>> Begin
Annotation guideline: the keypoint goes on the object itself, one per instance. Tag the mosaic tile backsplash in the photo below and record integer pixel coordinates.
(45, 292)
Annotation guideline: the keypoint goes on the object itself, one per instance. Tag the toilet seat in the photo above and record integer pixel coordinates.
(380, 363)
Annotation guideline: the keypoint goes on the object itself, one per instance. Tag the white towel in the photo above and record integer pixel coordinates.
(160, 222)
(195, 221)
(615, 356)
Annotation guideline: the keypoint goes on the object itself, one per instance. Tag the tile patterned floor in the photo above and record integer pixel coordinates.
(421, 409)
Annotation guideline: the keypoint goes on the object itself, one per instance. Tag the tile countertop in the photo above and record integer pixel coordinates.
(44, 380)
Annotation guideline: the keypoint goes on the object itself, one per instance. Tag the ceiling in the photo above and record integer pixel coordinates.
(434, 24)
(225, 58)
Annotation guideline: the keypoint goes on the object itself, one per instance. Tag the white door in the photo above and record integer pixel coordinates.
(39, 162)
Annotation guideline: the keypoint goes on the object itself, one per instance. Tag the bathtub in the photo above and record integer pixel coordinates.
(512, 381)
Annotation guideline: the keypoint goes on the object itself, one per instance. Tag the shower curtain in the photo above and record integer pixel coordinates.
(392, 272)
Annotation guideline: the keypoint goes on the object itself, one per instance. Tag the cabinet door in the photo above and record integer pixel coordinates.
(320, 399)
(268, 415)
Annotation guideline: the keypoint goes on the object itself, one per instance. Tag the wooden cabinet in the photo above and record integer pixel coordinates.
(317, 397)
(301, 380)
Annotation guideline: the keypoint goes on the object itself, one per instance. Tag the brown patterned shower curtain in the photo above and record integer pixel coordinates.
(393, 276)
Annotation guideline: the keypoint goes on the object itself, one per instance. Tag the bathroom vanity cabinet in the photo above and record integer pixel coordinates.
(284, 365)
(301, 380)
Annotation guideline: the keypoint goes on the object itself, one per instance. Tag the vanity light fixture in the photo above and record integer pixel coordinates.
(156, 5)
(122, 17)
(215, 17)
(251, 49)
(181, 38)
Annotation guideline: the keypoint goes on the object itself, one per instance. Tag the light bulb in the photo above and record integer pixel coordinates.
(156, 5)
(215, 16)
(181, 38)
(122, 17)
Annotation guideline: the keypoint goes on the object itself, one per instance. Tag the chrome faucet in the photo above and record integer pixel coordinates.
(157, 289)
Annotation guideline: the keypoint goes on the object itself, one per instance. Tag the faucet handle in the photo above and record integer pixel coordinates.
>> End
Turn all of the data above into a numbered list, one entry per line, and omit any blank lines.

• _PROBLEM SOLUTION_
1. Annotation guideline: the keypoint goes on the object itself, one per instance. Tag the mosaic tile backsplash in the photo below and record integer pixel coordinates.
2. (45, 292)
3. Annotation guideline: the keypoint goes on the object itself, one per instance. Tag the toilet seat in the photo above and record integer pixel coordinates.
4. (380, 363)
5. Annotation guideline: the keypoint goes on the object itself, one per instance. Tag the white towel in the photo above and record integer pixel coordinates.
6. (160, 222)
7. (195, 221)
8. (615, 356)
9. Annotation guideline: the keypoint goes on the object itself, one per instance. Tag the tile patterned floor in the photo above and record integer pixel coordinates.
10. (421, 409)
11. Annotation guideline: the keypoint goes on the object itself, one per instance. Tag the tile countertop in the photo above and record integer pixel coordinates.
12. (44, 380)
13. Annotation guideline: the keypoint goes on the object itself, one per instance. Tag the ceiling in the photo above and record integer pixel coordinates.
14. (434, 24)
15. (225, 58)
16. Annotation guideline: the keypoint goes on the object itself, one per instance. Tag the white door in the photo above and record integer pixel coordinates.
17. (39, 162)
18. Annotation guideline: the keypoint goes on the object itself, one per instance. Tag the bathtub in the photo above and record integer pixel coordinates.
19. (512, 381)
20. Annotation guideline: the keypoint goes on the object itself, one per instance. Tag the shower curtain in the photo above and record integer pixel coordinates.
21. (392, 272)
22. Annotation guideline: the keypoint goes on the object itself, one per instance. Tag the cabinet door in the photo above and record integer pixel coordinates.
23. (320, 399)
24. (268, 415)
25. Annotation guideline: the keypoint goes on the object itself, one per instance. Tag the wooden cabinet in the photo above and record integer pixel coordinates.
26. (317, 397)
27. (301, 380)
28. Annotation guideline: the keypoint goes on the object itself, one per instance. Tag the brown patterned shower curtain in the photo above and record integer pixel coordinates.
29. (393, 276)
30. Annotation guideline: the keypoint goes on the object itself, one per instance. Tag the bathroom vanity cabinet in the photo above and record integer pixel coordinates.
31. (284, 365)
32. (301, 380)
33. Annotation guideline: the keypoint goes on the object itself, one per instance. Tag the vanity light fixture in the photo above and record integer pixel coordinates.
34. (156, 5)
35. (122, 17)
36. (215, 17)
37. (251, 49)
38. (181, 38)
39. Annotation guideline: the keypoint goes on the object itself, one per instance. Tag the light bulb in the photo above and record integer pixel coordinates.
40. (156, 5)
41. (215, 16)
42. (181, 38)
43. (122, 17)
44. Annotation guideline: the keypoint goes on the object itself, one per instance. Tag the chrome faucet in the photo above and record integer pixel coordinates.
45. (157, 289)
46. Annotation guideline: the keypoint goes on the object itself, one per instance. Tag the faucet handle in the photo above and record integer pixel coordinates.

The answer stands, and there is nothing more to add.